#### [Texto del documento]
'''
Para trasladarla y reconstruirla fielmente al abrigo de las aguas, antes de desmontarla, tuvieron que numerar todas y cada una de sus piedras.
De aquella primera visita recuerdo que, con candidez infantil, estuve mucho tiempo contando piedras para asegurarme de que no se habían saltado alguna, algo que hoy sería imposible porque el tiempo y el clima han borrado casi todos los números.
Pasaron años hasta que entendí la historia y el valor de ese pueblo que se negó a morir ahogado porque, cuando la construcción del embalse de Belesar dejó claro que lo iba a inundar, logró movilizar las voluntades suficientes como para que su Iglesia de San Nicolás, la de San Pedro, la capilla de Las Nieves, el Pazo del Conde de la Maza y algunas otras casas señoriales además de su puente medieval fueran trasladados a lo alto del Monte del Cristo, donde ahora se encuentra el nuevo Portomarín y, además, consiguieron que les construyeran calles y casas lo más parecidas a las que iban a quedar inundadas.
Parecía imposible trasladar, además de las piedras, el espíritu de aquel pueblo milenario por el que habían pasado los Reyes Católicos, Carlos V o Felipe II y en el que millones de peregrinos habían enfilado los últimos kilómetros camino de Santiago, pero el nuevo Portomarín sí que lo consiguió, consiguió copiar el espíritu medieval de sus calles en las nuevas edificaciones con soportales y mantener el interés que despertaba desde hacía tantos siglos en el peregrino, un peregrino que, ahora para entrar a pie en el pueblo, debe subir por las escaleras que salvan un arco del puente medieval y cuando alcanza la cima, debe pasar bajo el arco de la ermita de las Nieves, momento en el cual, según la tradición, por el hecho de hacerlo, recibe la Bendición Papal.
'''
#### [Extractos de datos]
'''
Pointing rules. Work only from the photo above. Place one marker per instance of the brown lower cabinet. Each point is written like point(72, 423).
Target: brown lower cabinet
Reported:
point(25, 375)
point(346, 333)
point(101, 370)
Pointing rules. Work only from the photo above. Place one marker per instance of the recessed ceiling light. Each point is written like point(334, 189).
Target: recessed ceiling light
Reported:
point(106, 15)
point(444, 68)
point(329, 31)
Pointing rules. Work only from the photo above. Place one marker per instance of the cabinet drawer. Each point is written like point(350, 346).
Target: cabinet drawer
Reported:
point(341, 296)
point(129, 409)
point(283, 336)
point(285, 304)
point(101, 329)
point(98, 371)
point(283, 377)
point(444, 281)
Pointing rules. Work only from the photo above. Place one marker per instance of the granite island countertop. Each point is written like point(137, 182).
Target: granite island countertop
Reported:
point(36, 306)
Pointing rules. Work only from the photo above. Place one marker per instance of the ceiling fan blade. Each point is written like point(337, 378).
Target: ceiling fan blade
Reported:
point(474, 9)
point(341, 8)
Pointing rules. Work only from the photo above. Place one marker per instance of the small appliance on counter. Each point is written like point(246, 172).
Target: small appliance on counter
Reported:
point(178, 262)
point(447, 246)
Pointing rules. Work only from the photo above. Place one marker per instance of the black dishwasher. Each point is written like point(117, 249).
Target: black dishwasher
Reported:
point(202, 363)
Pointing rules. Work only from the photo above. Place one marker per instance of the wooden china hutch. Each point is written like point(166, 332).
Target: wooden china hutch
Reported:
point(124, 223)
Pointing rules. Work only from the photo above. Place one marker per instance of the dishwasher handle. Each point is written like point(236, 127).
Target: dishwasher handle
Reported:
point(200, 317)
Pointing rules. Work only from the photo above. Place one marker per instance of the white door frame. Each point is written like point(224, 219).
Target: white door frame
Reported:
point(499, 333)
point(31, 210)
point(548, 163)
'''
'''
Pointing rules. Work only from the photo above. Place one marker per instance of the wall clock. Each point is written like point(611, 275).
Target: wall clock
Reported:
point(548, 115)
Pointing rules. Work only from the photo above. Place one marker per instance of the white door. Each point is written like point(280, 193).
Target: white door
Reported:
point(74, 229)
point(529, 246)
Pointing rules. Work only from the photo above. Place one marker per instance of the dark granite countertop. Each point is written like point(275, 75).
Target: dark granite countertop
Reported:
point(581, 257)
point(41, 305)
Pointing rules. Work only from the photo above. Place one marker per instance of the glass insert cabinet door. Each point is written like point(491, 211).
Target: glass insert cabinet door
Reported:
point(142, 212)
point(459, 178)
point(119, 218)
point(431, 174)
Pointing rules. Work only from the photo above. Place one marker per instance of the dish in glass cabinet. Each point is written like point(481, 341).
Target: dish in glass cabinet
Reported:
'''
#### [Tareas escritas]
[1] En el texto sobre Portomarín, ¿qué embalse iba a inundar el antiguo pueblo?
[2] Retoma el texto sobre Portomarín y continúalo a partir de su última frase.
Los registros proceden de una fuente distinta.

#### [Resultados]
[1] El embalse de Belesar.

[2]
A partir de ahí, pasear por sus calles, adentrarse en esa iglesia de San Nicolás, antes llamada de San Juan porque era la sede de la Orden de San Juan de Jerusalén, visitar la de San Pedro o, si hay suerte y el agua del embalse está baja, deleitarse contemplando la belleza del viejo puente contrastando con la fría y funcional apariencia del nuevo, es un auténtico regalo.
Naturalmente, en un lugar así, no pueden faltar las leyendas, una vieja y una nueva.
Cuenta la vieja leyenda que el Miño, a su paso por Portomarín, está habitado por hechiceras y hombres-pez dispuestos a arrastrarnos río abajo y que, para evitar caer en sus redes, hay que meter una piedrecita en la boca antes de cruzar el puente. Al parecer, aunque sea una piedra muy pequeña, se convierte en un peso imposible de mover para ellos y nos deja libres de malos hechizos.
La nueva leyenda la firma alguien en tiempo reciente y con bastante mala leche y cuenta que los peregrinos que llegan cansados de la jornada de camino, tienen que subir la altísima escalera hacia la ermita de Las Nieves y, además, tienen que hacerlo de una tacada, a la carrera y sin detenerse a descansar, aunque tengan los pies llenos de ampollas y los riñones doblados, porque según el “gracioso” que acuñó la dichosa leyenda, el que se detiene a descansar antes de llegar a la cima, queda impotente durante medio año. Resulta curioso ver como, por si acaso tiene algo de cierta, muchos peregrinos suben corriendo los 46 escalones.